BEGIN The data

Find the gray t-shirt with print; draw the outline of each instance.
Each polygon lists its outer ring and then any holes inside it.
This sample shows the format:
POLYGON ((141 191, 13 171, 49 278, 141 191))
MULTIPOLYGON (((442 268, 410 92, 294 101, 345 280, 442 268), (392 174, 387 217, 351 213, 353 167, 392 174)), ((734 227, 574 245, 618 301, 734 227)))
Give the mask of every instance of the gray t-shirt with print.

END The data

### [What this task involves]
Show all lines from the data that contain "with".

### [Written response]
Find the gray t-shirt with print; draw the outline of each instance.
Give the mask of every instance of the gray t-shirt with print.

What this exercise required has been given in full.